Короткое задание A -> Выведите фрагмент текста о замужестве Тони между словами «Разумеется, и газовщики, и» и «годы. Приближалась война.» включительно.
Короткое задание B -> Как перевести на английский язык предложение из текста о замужестве Тони: «Выйдя замуж, Тоня ушла жить к мужу»?
Короткое задание C -> На какой улице и в каком доме жил в Москве муж Тони, согласно тексту о замужестве Тони?

Текст документа ->
+-------+
Разумеется, и газовщики, и другие работники коммунальных служб, и разносчики телеграмм – все получали от бабушки «на чай». Екатерина Алексеевна полагала, что не поблагодарить человека таким образом – себя не уважать.
Глава 28. ТОНЯ ВЫШЛА ЗАМУЖ
Приближались 40-е годы. Приближалась война.
Попытаюсь рассказать о наиболее важных событиях, которые произошли в семье Смолиных в конце 30-х годов, и начну вспоминать рассказы моих родных о военном времени.
В 1938 году вышла замуж Тоня. Ее муж Никита Яковлевич Чернышов, уроженец Тамбовской области, в те годы работал на железной дороге и жил в Москве, в доме 57 по Большой Богородской улице. Будучи молодым человеком, высокого роста, весьма привлекательным внешне, он, видимо, подумал, что его имя – Никита – звучит несколько архаично и не совсем подходит для московской жизни, и решил, что при знакомстве с девушками ему лучше называть себя каким-нибудь более модным и благозвучным именем. Так появилось имя Тима, Тимофей. С этим именем он и женился, и вошел в семью, и на всю жизнь остался для всех наших родственников Тимой, Тимофеем, дядей Тимой. И только когда его выросшие дети, Виталий и Татьяна, начали получать какие-то свои первые документы – комсомольские билеты или что-то еще в таком роде, где требовалось указывать отчество, родственники узнали, что имя их отца не Тимофей, а Никита. И дети, следовательно, Никитичи, а не Тимофеевичи, как родные полагали раньше. Впрочем, выяснение этого курьезного обстоятельства не имело никаких последствий. Просто был такой факт в истории семьи.
Выйдя замуж, Тоня ушла жить к мужу. Мне не раз приходилось слышать о том, что моя будущая бабушка Екатерина Алексеевна, выдавая Тоню замуж, очень сильно плакала. Известно, что в России, особенно в крестьянских семьях, женщины, которые отдавали замуж дочь или сестру, расставаясь с ней в преддверии свадьбы, обычно горько плакали. Наверное, это было связано с тем, что в замужестве женщину, как правило, ждала очень нелегкая жизнь. Однако когда выходила замуж Тоня, времена уже были другие, и не было никаких оснований опасаться, что ее ждет горькая судьба. Но Екатерина Алексеевна плакала безутешно и никак не могла успокоиться. Никто из родных не мог понять, что же, собственно, она так сокрушается. Моя мама полагала, что, наверное, в этот момент бабушке казалось, что она отпускает от себя очень близкого человека, которого в течение многих лет привыкла видеть рядом с собой. Возможно, к этому периоду времени Тоня уже была для бабушки не только старшей дочкой, но и самым близким другом, понимающим ее душу лучше, чем кто-либо другой. Дальнейшее развитие отношений в семье показало, что, вероятно, так оно и было.
+-------+
Исходные данные ->
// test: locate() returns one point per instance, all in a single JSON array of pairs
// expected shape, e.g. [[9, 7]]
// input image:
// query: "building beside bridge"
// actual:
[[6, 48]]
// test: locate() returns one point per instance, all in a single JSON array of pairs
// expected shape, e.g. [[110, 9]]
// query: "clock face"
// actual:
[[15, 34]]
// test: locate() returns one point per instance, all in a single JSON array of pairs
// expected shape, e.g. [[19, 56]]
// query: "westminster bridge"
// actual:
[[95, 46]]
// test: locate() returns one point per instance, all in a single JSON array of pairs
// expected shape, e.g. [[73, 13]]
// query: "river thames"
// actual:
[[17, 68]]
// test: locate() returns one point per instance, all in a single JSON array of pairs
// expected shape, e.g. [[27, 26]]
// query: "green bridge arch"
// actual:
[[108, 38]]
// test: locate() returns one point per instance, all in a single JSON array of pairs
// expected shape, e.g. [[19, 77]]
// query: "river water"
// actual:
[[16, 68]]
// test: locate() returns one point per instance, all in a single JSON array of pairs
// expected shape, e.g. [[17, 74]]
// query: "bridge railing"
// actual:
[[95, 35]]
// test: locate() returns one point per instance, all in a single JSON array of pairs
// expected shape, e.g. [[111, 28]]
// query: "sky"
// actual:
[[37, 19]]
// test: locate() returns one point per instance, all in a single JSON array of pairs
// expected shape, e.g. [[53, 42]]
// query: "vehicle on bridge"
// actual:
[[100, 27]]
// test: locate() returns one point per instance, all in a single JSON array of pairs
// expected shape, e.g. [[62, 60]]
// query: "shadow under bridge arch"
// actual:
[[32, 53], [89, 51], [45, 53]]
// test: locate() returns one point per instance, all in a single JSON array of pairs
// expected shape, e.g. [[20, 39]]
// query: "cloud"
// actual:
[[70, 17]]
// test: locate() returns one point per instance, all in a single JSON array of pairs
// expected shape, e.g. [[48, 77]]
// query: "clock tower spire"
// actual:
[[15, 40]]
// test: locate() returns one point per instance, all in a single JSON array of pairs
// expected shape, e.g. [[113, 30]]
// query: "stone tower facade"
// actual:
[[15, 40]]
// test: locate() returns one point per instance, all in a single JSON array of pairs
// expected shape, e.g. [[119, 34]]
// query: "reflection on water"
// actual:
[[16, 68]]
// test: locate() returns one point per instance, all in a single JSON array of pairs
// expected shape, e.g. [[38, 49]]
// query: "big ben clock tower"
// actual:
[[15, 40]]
+-------+
Письменный ответ A ->
Разумеется, и газовщики, и другие работники коммунальных служб, и разносчики телеграмм – все получали от бабушки «на чай». Екатерина Алексеевна полагала, что не поблагодарить человека таким образом – себя не уважать.
Глава 28. ТОНЯ ВЫШЛА ЗАМУЖ
Приближались 40-е годы. Приближалась война.

Письменный ответ B -> After getting married, Tonya went to live with her husband.

Письменный ответ C -> В доме 57 по Большой Богородской улице.